_Activity:_
Transcribe the listing precisely, entry by entry.

*** Materials provided ***

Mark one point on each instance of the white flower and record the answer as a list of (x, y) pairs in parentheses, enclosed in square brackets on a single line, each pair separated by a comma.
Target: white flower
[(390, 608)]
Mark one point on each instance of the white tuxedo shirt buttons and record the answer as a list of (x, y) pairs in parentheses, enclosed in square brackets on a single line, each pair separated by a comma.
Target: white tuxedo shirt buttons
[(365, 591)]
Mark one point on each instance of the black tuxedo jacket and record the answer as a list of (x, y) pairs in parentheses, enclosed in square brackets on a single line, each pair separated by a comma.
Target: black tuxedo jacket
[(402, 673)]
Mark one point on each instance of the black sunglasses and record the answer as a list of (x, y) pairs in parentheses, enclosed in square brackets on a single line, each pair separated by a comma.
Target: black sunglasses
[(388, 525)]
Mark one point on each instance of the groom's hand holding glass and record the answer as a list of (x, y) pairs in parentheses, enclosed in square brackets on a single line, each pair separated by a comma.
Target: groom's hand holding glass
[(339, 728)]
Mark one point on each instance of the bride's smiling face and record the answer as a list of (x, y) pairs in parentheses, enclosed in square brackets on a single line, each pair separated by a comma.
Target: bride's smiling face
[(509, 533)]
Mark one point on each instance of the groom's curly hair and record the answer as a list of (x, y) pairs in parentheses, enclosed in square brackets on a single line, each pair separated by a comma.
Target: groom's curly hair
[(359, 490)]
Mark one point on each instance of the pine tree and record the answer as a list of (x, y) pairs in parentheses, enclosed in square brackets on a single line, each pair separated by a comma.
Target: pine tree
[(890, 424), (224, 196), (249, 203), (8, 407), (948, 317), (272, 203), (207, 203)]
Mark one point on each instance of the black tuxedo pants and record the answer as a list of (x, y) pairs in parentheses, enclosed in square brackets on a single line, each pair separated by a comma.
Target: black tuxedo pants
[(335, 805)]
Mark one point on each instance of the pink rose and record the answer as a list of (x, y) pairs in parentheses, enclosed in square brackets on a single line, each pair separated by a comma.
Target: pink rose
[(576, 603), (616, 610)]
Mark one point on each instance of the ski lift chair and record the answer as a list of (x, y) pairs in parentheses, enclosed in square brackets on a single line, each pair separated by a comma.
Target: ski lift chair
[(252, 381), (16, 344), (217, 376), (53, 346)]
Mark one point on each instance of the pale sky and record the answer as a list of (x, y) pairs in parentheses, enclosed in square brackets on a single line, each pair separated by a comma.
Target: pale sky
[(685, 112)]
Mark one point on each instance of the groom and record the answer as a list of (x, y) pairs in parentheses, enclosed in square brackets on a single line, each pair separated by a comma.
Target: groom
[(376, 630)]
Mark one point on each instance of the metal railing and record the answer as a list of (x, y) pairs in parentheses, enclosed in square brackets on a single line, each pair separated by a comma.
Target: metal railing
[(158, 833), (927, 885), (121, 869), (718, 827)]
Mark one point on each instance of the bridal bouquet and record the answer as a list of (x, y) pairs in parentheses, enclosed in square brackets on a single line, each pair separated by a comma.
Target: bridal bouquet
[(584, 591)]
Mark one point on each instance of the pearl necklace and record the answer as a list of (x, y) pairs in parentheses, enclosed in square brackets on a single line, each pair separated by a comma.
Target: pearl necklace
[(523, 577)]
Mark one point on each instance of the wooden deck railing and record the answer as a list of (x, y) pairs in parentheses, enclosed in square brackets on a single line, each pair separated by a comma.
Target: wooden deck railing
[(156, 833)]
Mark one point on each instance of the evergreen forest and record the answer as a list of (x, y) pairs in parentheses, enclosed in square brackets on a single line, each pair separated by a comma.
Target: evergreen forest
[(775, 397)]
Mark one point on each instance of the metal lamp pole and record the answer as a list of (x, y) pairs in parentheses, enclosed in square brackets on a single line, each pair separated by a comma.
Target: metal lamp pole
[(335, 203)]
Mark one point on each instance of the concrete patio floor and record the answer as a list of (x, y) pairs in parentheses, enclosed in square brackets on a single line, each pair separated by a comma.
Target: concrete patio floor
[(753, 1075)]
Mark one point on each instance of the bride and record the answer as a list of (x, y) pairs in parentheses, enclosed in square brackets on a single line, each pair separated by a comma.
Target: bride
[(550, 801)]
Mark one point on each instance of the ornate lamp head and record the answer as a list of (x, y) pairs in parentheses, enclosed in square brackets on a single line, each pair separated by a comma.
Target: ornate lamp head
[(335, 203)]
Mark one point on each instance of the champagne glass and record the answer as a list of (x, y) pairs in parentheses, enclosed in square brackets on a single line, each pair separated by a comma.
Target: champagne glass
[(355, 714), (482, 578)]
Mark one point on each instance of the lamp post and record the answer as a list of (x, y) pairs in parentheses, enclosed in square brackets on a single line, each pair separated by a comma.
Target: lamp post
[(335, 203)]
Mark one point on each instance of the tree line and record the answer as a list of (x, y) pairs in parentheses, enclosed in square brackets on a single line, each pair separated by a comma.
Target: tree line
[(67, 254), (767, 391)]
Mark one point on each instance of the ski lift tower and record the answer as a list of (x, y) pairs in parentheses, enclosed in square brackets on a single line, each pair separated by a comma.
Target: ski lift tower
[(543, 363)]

*** End of Materials provided ***

_Answer space:_
Mark one point on each instance of the white flower and record the answer as a list of (x, y) pairs in parentheses, enclosed in square brackets on a single line, each pair separated by a comma.
Target: white flower
[(390, 608)]
Mark one point on each instance of the white tuxedo shirt buttons and record the answer as a list of (x, y) pairs in parentheses, enclosed in square brackets on a single line, each pair separated by a comma.
Target: white tuxedo shirt buttons
[(365, 591)]
Mark one point on each instance of the black tuxedo jacket and record the answer as a list of (x, y) pairs in parentheses, enclosed in square brackets on a single line, each pair separated by a comma.
Target: black tuxedo jacket
[(402, 673)]
Mark one point on each instance of the black sunglasses and record the answer as a list of (x, y) pairs in parentheses, enclosed in square brackets on a single line, each pair separated by a comma.
Target: black sunglasses
[(388, 525)]
Mark one point on each instance of the groom's hand holding glass and record the answer as a list of (x, y) pairs in parentheses, enclosed in square brackets on a single line, each pair separated by a comma.
Target: groom's hand holding glass
[(339, 728)]
Mark one point on each instance of the bride's smiling face and record the answer as a list of (x, y) pairs in parentheses, enclosed in square brackets on a single line, each pair separated by a comma.
Target: bride's smiling face
[(509, 533)]
Mark one point on each instance of the groom's curly hair and record the answer as a list of (x, y) pairs in parentheses, enclosed in square brackets on a single line, each pair separated by a comma.
Target: groom's curly hair
[(359, 490)]
Mark one point on each instance of the pine tree and record the answer as a list of (x, y) pairs in parentheses, enclosed in square brackets on a single line, each pair separated by a comma.
Target: pine tree
[(890, 424), (224, 196), (249, 203), (8, 407), (948, 317), (272, 203), (207, 203)]
Mark one point on each instance of the black tuxedo pants and record the answer as a list of (x, y) pairs in parentheses, enclosed in square brackets on a single line, each pair separated by a comma.
Target: black tuxedo pants
[(335, 805)]
Mark one point on each instance of the pink rose and record the answer as a list of (x, y) pairs in parentheses, enclosed in square brackets on a single line, each pair separated by a comma.
Target: pink rose
[(576, 603), (616, 610)]
Mark one point on each instance of the ski lift chair and record the answer as a list of (x, y) pairs in parentheses, enclosed in square brackets on a single line, each pair separated by a comma.
Target: ski lift chair
[(252, 381), (16, 344), (217, 376), (53, 346)]
Mark one point on each instance of the pale sky and record the answer as a list of (x, y) pairs in parentheses, enclosed in square brackets on a single line, each pair separated by a comma.
Target: pale sky
[(685, 112)]
Mark one point on each instance of the groom and record the answer as a list of (x, y) pairs in parentheses, enclosed in square brackets on a single line, each pair separated by a comma.
Target: groom
[(376, 630)]
Mark one point on each instance of the metal railing and record the answer as a list of (x, y) pairs in parentheses, enclosed in square brackets on a single line, each pair separated by a comma.
Target: metal railing
[(158, 833), (927, 885), (121, 869), (718, 827)]
Mark one point on each instance of the bridal bouquet and record the answer as a list of (x, y) pairs in parentheses, enclosed in square brackets on a single line, each pair separated by a comma.
Target: bridal bouquet
[(584, 591)]
Mark one point on each instance of the pearl necklace and record the answer as a list of (x, y) pairs in parentheses, enclosed in square brackets on a single line, each pair separated by a comma.
Target: pearl necklace
[(523, 577)]
Mark one point on each instance of the wooden deck railing and record the answer as a list of (x, y) pairs in parentheses, enclosed in square brackets on a single line, each pair separated by a comma.
Target: wooden deck railing
[(156, 833)]
Mark one point on each instance of the evergreen forest and record the answer as a list of (x, y) pairs in parentheses, enclosed in square brackets on a single line, each pair separated by a comma.
Target: evergreen forest
[(775, 397)]
Mark one point on each instance of the metal lamp pole and record the answer as a list of (x, y) pairs in parentheses, enclosed in square brackets on a single line, each pair separated by a comma.
Target: metal lamp pole
[(335, 203)]
Mark one point on each instance of the concrete patio floor and record the answer as a list of (x, y) pairs in parentheses, enclosed in square brackets on a single line, each pair separated by a comma.
Target: concrete patio floor
[(753, 1075)]
Mark one point on each instance of the bride and record the answer as a list of (x, y) pairs in parentheses, enclosed in square brackets on a single line, each pair separated by a comma.
Target: bride
[(550, 801)]
Mark one point on each instance of the ornate lamp head and record the answer as a list of (x, y) pairs in parentheses, enclosed in square brackets on a single line, each pair separated by a comma.
Target: ornate lamp head
[(335, 203)]
Mark one point on each instance of the champagne glass and record the answer as a list of (x, y) pairs in parentheses, enclosed in square brackets on a single line, each pair separated by a comma.
Target: champagne glass
[(355, 714), (482, 578)]
Mark one point on each instance of the lamp post and record the answer as a list of (x, y) pairs in parentheses, enclosed in square brackets on a single line, each pair separated by a comma.
Target: lamp post
[(335, 203)]
Mark one point on each instance of the tree line and record the answer as a list of (x, y) pairs in parentheses, enclosed in square brackets on a single line, each pair separated by a comma.
Target: tree line
[(67, 254), (767, 391)]
Mark one point on each instance of the ski lift tower and record the answer as a list of (x, y) pairs in parentheses, enclosed in square brackets on a single line, each pair separated by a comma.
Target: ski lift tower
[(543, 363)]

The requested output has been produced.